• [EXTRACTED TEXT]:
....................
This is what happens when public service becomes an opportunity for private plunder. ‌ ‌ ‌ ‌ ‌ ‌ ‌ ‌ ‌ ‌ ‌ ‌ ‌  ‌ ‌ ‌ ‌ ‌ ‌ ‌ ‌ ‌ ‌ ‌ ‌ ‌  ‌ ‌ ‌ ‌ ‌ ‌ ‌ ‌ ‌ ‌ ‌ ‌ ‌  ‌ ‌ ‌ ‌ ‌ ‌ ‌ ‌ ‌ ‌ ‌ ‌ ‌  ‌ ‌ ‌ ‌ ‌ ‌ ‌ ‌ ‌ ‌ ‌ ‌ ‌  ‌ ‌ ‌ ‌ ‌ ‌ ‌ ‌ ‌ ‌ ‌ ‌ ‌  ‌ ‌ ‌ ‌ ‌ ‌ ‌ ‌ ‌ ‌ ‌ ‌ ‌  ‌ ‌ ‌ ‌ ‌ ‌ ‌ ‌ ‌ ‌ ‌ ‌ ‌  ‌ ‌ ‌ ‌ ‌ ‌ ‌ ‌ ‌ ‌ ‌ ‌ ‌  ‌ ‌ ‌ ‌ ‌ ‌ ‌ ‌ ‌ ‌ ‌ ‌ ‌   ‌ ‌ ‌ ‌ ‌ ‌ ‌ ‌ ‌ ‌ ‌ ‌ ‌  ‌ ‌ ‌ ‌ ‌ ‌ ‌ ‌ ‌ ‌ ‌ ‌ ‌ 
Brennan Center for Justice The Briefing
Last week, a delegation of business leaders from Switzerland visited the Oval Office to meet with President Trump. They bore gifts. The businessmen gave Trump an engraved gold bar worth more than $130,000, as well as a Rolex desk clock. Trump, labeling the meeting a “job well done,” agreed to cut tariffs on Swiss imports from 39 percent to 15 percent.
A year ago, I warned that a move to fund the government through tariffs would bring about a new era of crony capitalism. We are now neck-deep in the muck. It all resembles the Gilded Age, the era of gaudy corruption in the late 1800s — this time, with gold bars piling up on the Resolute Desk.
Trump’s net worth has grown by $3 billion since he took office. His family businesses are raking in millions in the crypto industry, luxury real estate, and investment deals in the Middle East. The Trump Organization is reported to be in talks with Saudi Arabia on a deal that could bring the Trump brand to a government-owned luxury real estate development, flying in the face of the Constitution’s Foreign Emoluments Clause. Meanwhile, Trump hosted Crown Prince Mohammed bin Salman at the White House today.
....................
• [DIRECTIONS]:
(a) According to the briefing, what gifts did the Swiss business leaders give Trump?
(b) Rewrite the part of the briefing that begins with "Trump’s net worth" and stops after "White House today.", replacing "Middle East" with "Gulf states".
(c) Summarize the briefing in two sentences.

(Images for object localization)
....................
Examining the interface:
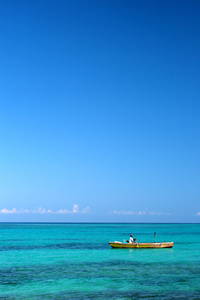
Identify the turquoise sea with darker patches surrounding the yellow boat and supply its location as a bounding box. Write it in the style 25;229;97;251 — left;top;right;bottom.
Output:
0;223;200;299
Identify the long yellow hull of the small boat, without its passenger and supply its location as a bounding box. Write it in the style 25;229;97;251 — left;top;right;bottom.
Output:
109;242;173;249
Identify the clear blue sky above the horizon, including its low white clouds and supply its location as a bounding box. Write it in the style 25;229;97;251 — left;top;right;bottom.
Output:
0;0;200;223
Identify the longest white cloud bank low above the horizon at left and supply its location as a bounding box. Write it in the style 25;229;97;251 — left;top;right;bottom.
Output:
0;204;90;214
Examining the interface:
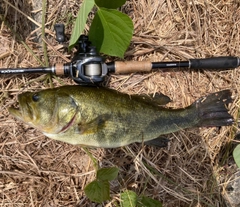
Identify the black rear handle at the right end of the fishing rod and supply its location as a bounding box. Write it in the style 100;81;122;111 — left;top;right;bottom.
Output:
189;56;240;69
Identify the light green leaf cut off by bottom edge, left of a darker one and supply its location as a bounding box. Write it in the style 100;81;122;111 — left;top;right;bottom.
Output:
120;190;137;207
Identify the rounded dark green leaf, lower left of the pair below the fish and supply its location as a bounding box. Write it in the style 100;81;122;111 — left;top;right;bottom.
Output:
84;180;110;203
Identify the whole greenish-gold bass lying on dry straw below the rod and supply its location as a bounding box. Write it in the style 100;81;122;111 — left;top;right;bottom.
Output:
9;85;234;148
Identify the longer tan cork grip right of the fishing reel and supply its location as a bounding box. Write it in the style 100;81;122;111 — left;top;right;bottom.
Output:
115;61;152;74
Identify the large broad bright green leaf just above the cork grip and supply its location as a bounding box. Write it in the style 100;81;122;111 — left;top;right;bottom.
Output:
89;8;133;58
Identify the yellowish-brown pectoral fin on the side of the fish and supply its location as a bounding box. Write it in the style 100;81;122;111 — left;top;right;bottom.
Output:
78;114;110;134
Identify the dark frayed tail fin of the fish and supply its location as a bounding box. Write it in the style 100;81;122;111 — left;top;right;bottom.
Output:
194;90;234;127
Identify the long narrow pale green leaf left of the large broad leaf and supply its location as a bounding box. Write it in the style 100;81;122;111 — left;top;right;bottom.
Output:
69;0;94;49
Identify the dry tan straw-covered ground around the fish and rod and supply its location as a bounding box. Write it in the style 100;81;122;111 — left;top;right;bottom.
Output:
0;0;240;207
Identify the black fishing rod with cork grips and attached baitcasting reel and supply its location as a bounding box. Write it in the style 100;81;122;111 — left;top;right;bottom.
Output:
0;24;240;84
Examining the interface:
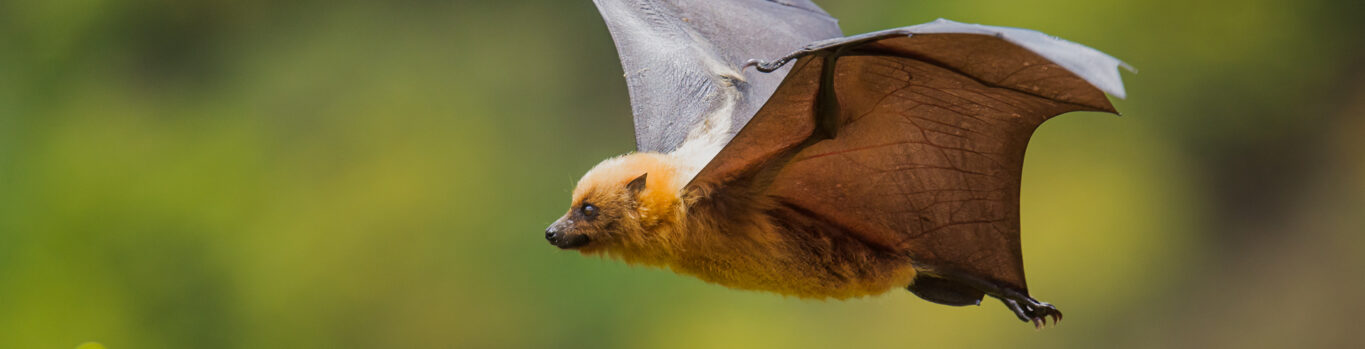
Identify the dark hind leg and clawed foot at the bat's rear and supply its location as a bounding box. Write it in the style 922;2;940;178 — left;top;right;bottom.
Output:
906;270;1062;329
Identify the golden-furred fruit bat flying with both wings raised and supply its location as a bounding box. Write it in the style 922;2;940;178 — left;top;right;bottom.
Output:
545;0;1123;327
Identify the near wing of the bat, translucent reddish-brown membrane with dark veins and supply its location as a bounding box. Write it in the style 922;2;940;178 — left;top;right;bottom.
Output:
689;20;1122;296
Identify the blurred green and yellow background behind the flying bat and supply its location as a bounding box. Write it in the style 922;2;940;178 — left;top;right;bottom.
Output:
0;0;1365;349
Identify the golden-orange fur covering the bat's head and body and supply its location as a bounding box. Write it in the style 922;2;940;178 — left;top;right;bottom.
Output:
566;153;916;299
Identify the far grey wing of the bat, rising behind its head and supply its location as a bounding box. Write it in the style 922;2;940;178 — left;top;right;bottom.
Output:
592;0;842;153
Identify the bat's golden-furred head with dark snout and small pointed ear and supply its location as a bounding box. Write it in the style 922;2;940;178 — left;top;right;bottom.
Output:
545;153;681;258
....................
• [RESULTS BY TASK]:
(a) An engraved gold bar worth more than $130,000 and a Rolex desk clock.

(b)
Trump’s net worth has grown by $3 billion since he took office. His family businesses are raking in millions in the crypto industry, luxury real estate, and investment deals in the Gulf states. The Trump Organization is reported to be in talks with Saudi Arabia on a deal that could bring the Trump brand to a government-owned luxury real estate development, flying in the face of the Constitution’s Foreign Emoluments Clause. Meanwhile, Trump hosted Crown Prince Mohammed bin Salman at the White House today.

(c) After Swiss business leaders gave Trump an engraved gold bar and a Rolex desk clock, he agreed to cut tariffs on Swiss imports from 39 percent to 15 percent. The briefing likens this to the corruption of the Gilded Age and notes that Trump's net worth has grown by $3 billion since he took office while his family businesses take in millions.